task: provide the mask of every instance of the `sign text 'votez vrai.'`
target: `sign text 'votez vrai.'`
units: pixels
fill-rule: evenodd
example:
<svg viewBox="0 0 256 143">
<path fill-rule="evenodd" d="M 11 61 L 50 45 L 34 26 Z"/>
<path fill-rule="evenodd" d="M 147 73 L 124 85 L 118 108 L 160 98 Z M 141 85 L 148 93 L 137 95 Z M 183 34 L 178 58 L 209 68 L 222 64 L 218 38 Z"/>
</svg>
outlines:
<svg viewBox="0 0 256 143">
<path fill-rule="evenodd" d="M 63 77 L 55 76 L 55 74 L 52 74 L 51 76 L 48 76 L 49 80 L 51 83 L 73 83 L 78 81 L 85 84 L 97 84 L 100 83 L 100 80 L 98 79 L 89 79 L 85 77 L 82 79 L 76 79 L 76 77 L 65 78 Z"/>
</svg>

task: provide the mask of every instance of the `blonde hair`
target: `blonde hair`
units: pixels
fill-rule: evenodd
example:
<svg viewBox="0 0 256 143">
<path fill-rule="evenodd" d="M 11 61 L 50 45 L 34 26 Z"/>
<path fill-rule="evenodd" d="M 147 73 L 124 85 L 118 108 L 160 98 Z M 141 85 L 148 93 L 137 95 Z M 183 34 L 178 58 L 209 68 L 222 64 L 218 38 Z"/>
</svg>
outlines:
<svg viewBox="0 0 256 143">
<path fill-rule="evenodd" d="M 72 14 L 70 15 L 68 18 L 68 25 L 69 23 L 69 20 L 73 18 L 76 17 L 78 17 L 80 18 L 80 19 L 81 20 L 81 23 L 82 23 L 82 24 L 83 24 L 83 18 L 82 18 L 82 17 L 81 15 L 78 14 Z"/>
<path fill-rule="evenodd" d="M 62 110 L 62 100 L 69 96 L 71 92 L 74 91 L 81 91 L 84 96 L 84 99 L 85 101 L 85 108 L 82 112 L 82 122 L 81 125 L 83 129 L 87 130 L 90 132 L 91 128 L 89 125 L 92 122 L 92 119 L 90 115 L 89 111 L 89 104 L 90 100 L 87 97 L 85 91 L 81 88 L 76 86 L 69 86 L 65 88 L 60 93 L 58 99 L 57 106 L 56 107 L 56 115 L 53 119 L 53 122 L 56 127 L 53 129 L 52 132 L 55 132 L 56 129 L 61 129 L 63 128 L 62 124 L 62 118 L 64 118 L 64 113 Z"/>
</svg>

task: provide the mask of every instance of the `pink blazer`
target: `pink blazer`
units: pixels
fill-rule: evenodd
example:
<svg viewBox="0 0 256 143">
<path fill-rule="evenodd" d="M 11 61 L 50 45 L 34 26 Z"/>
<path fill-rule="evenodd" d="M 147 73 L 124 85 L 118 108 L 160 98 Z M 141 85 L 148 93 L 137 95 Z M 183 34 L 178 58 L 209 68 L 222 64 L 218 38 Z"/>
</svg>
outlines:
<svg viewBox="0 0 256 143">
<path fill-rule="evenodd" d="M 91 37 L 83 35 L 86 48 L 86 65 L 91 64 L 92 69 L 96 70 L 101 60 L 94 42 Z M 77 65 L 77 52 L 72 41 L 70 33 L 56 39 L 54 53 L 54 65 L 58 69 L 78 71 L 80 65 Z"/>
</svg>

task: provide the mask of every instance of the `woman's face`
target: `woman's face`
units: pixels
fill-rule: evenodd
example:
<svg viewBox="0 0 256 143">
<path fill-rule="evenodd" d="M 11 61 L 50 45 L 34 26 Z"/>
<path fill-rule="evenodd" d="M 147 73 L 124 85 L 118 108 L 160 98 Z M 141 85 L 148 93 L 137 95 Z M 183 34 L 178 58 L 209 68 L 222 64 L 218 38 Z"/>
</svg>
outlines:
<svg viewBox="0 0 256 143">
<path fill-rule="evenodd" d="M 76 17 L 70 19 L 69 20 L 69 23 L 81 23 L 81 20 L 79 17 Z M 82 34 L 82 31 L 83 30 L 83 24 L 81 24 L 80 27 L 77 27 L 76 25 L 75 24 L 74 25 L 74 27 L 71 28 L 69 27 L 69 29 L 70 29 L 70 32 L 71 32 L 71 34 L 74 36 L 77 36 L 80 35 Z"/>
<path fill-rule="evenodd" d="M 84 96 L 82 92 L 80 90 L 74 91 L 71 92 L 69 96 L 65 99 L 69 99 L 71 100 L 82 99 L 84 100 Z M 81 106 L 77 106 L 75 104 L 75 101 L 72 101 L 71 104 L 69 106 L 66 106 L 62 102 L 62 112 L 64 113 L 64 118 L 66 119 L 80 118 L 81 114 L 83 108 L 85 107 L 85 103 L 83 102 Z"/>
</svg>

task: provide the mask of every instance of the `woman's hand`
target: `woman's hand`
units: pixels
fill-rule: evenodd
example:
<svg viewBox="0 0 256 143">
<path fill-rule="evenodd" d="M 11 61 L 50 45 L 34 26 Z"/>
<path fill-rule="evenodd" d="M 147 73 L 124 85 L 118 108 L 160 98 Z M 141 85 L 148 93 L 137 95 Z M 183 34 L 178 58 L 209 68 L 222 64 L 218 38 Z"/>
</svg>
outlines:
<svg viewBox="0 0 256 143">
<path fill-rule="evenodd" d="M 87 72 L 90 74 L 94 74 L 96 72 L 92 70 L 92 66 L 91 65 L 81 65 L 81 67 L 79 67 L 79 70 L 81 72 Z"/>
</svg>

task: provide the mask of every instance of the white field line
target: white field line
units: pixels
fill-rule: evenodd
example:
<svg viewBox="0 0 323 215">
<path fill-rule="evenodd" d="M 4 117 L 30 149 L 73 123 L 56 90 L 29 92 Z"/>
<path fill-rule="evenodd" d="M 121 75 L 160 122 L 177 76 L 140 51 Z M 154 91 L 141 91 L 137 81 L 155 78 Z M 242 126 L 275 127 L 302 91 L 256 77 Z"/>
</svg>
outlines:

+++

- Aim
Return the lines beginning at the one that contains "task: provide the mask of every instance of the white" and continuing through the last line of the data, exactly as they stand and without any others.

- Solved problem
task: provide the mask of every instance of the white field line
target: white field line
units: pixels
fill-rule: evenodd
example:
<svg viewBox="0 0 323 215">
<path fill-rule="evenodd" d="M 4 117 L 30 149 L 73 123 L 56 90 L 29 92 Z"/>
<path fill-rule="evenodd" d="M 121 75 L 160 122 L 177 76 L 140 51 Z M 154 91 L 141 91 L 137 81 L 155 78 Z M 242 126 L 275 127 L 302 91 L 256 77 Z"/>
</svg>
outlines:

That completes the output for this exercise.